DATA FOR THIS EXERCISE —
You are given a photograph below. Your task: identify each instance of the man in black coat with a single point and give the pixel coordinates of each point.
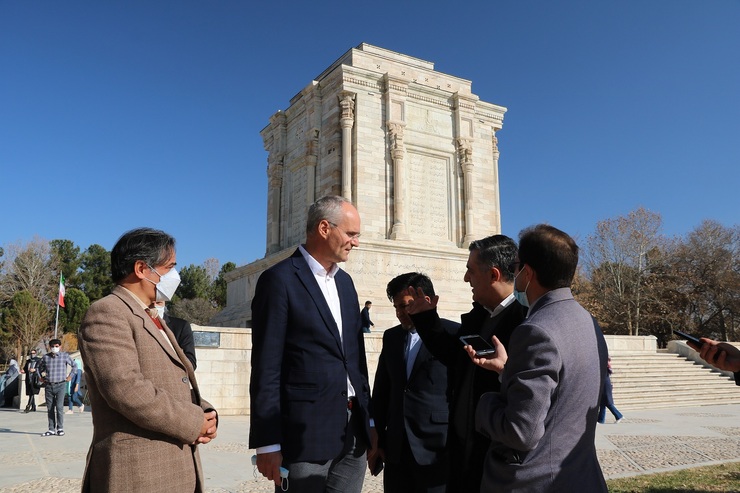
(33, 386)
(490, 273)
(409, 400)
(182, 330)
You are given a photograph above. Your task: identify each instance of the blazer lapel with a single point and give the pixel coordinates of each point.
(421, 356)
(148, 324)
(303, 271)
(184, 361)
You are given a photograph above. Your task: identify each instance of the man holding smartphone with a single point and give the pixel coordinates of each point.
(495, 312)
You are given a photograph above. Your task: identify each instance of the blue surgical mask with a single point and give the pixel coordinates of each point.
(521, 296)
(167, 284)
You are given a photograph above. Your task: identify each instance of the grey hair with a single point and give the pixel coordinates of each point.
(328, 207)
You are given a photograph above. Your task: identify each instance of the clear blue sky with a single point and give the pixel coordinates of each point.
(115, 115)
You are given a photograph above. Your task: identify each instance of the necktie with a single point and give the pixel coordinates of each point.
(152, 312)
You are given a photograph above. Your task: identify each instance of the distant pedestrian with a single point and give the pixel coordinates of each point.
(607, 401)
(9, 384)
(33, 383)
(365, 315)
(53, 368)
(73, 389)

WORK INSTRUCTION — Quote exactly what appears from the line containing "of the necktie" through the final line of the listing above, including both of those lines.

SOLUTION —
You are given a photograph above. Your task: identify each instance of the necktie with a single point and give the pixel coordinates of each point.
(152, 312)
You are given a photograph above. Your task: identify each instance of the distant pedestrian with a single point and give the pixel coordinates of each point.
(607, 401)
(9, 384)
(33, 383)
(365, 315)
(53, 368)
(73, 389)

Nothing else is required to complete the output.